These are important concerns, and a person thinking of buying a partnership policy should give them serious consideration. But it should also be pointed out that most LTCI policies sold today meet the DRA requirements for PQ status, except in some cases for inflation protection. So if a person is planning in any case to buy an LTCI policy with the inflation protection required for his age by the DRA, there is no reason not to buy a PQ policy rather than a non-PQ policy, assuming the price is the same or very close. In such cases, the fact that a policy happens to have PQ status and entitles the insured to Medicaid asset protection in the event he ever needs it is simply an extra.
In summary, an agent trying to determine if a PQ policy is suitable for a client should ask the following questions:
• Is the client's income too low? If he is unable to afford the premium, or will likely be unable to in the future, the policy is not suitable (unless family members will contribute).
• Are the client's assets too small? If his assets are not substantial enough for him to benefit significantly from Medicaid asset protection, the policy is not suitable.
• Is the client's income too high? He may be unlikely to qualify for Medicaid.

━━━━━━━━━━

In the passage on partnership policies, list every question an agent should ask to judge whether a PQ policy suits a client. The records come from a different source than the passage.

[Extracted records]

━━━━━━━━━━

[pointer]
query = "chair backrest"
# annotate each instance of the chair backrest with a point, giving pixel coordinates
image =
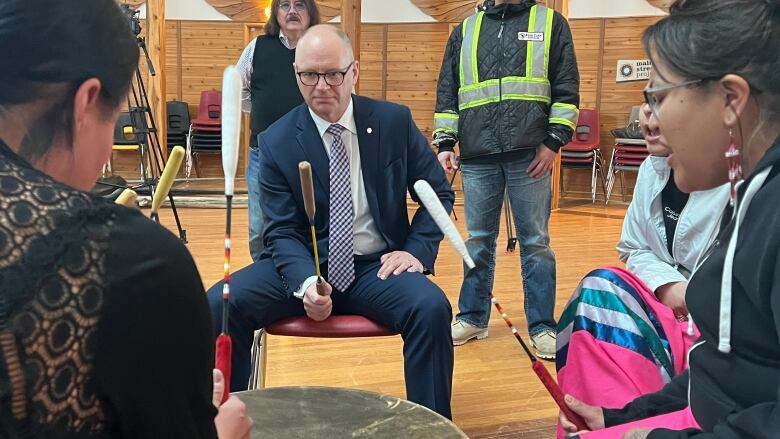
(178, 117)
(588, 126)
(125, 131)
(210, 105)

━━━━━━━━━━

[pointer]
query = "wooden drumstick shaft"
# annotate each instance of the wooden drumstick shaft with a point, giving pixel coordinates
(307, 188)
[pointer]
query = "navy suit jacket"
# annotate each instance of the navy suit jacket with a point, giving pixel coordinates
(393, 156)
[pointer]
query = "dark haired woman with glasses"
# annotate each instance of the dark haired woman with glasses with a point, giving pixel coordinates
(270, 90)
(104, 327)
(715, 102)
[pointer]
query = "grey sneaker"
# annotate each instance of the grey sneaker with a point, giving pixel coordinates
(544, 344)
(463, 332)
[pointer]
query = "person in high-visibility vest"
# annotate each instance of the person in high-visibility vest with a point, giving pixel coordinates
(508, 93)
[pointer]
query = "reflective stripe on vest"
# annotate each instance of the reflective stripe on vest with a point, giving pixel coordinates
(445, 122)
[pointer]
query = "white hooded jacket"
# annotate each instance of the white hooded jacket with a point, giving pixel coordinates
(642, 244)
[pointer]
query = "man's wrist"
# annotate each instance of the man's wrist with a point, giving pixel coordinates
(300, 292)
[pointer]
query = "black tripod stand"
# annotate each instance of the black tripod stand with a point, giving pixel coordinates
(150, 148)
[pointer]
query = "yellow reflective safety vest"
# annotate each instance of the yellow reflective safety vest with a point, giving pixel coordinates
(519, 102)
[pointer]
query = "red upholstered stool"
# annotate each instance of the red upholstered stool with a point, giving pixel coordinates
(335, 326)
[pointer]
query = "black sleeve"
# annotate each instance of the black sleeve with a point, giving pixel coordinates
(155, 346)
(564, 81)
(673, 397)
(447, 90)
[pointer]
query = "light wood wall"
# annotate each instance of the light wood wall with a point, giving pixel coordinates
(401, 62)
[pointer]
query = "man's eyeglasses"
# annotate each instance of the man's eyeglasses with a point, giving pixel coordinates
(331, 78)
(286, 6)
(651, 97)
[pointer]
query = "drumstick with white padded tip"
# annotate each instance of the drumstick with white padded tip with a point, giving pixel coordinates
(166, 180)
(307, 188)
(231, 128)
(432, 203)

━━━━━━━━━━

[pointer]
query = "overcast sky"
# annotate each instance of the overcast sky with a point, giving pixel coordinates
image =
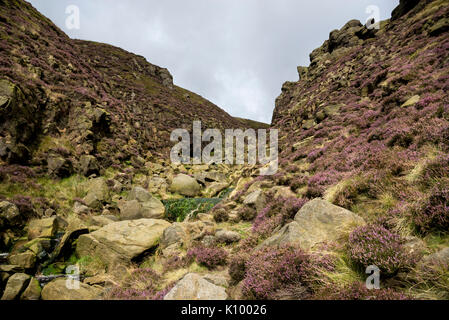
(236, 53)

━━━━━━━━━━

**EXPECTED ANSWER:**
- Is the client's income too low?
- Are the client's assets too small?
- Is the client's income too high?